» Record set:
▼▼▼

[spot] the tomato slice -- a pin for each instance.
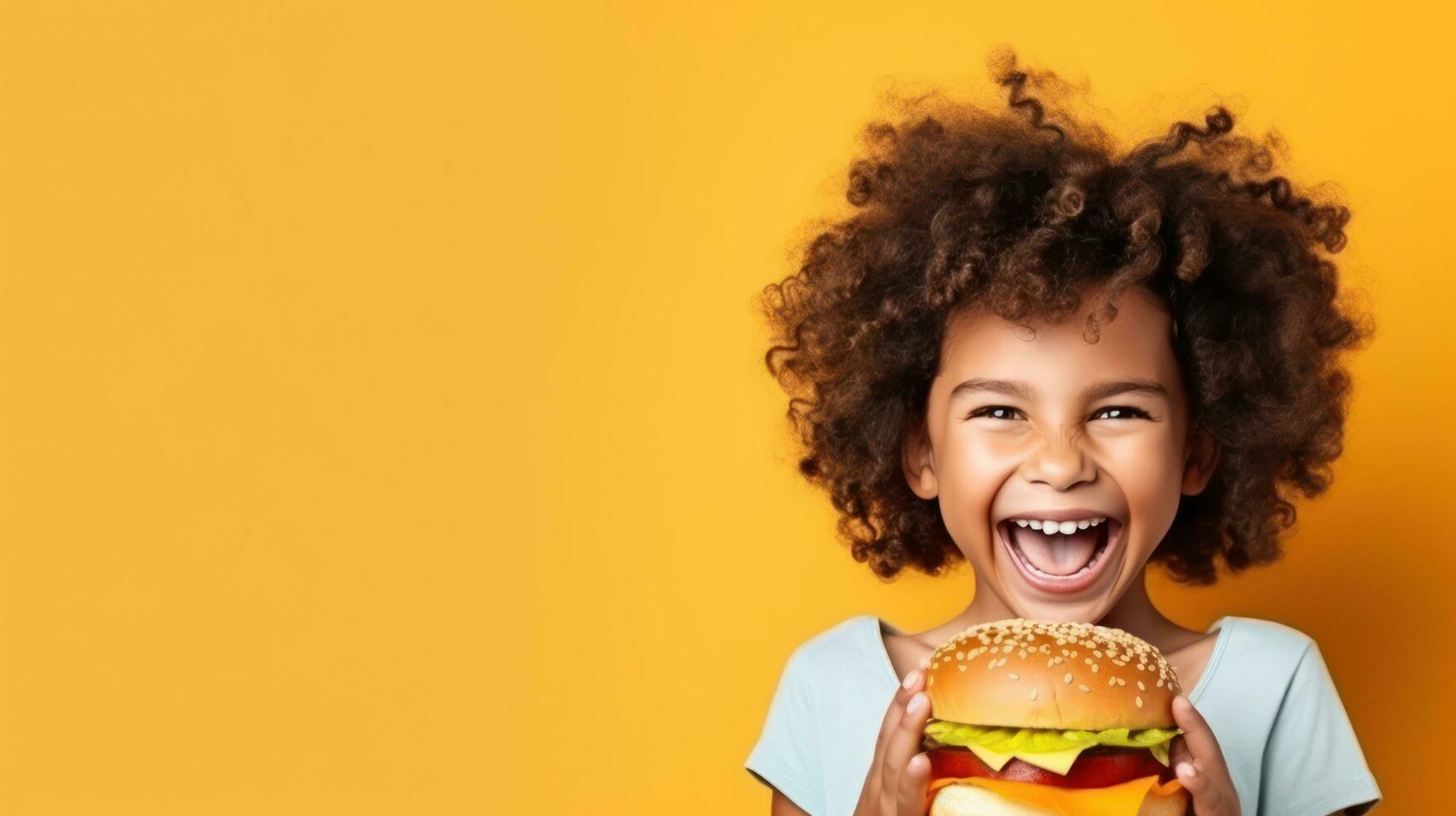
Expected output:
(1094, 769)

▲▲▲
▼▼▼

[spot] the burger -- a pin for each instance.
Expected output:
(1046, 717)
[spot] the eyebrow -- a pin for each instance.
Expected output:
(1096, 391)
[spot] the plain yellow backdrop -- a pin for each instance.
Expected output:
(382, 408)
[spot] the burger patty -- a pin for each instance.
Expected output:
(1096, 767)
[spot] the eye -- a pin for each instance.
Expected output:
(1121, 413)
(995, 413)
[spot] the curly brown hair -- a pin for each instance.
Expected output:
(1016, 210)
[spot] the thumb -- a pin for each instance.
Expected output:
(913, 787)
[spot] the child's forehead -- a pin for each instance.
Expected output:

▲▲▲
▼▼▼

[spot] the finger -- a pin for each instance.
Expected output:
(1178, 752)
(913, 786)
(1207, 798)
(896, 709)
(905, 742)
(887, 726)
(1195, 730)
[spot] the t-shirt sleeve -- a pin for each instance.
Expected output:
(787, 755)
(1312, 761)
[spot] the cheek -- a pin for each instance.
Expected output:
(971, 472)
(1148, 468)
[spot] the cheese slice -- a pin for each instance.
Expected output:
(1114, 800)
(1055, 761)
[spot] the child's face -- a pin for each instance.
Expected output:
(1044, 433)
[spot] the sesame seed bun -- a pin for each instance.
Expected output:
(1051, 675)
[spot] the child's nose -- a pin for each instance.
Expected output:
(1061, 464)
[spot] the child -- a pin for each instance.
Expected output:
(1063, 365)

▲▲▲

» Task directions: Print the entries above again, without any change, for the stretch from the line that contains "[spot] the child's nose" through the line that contains "(1063, 365)", and print nothing else.

» Full answer:
[spot] the child's nose -- a pin for each instance.
Expected output:
(1061, 464)
[spot] the child -- a pin for each instance.
Expected output:
(1063, 365)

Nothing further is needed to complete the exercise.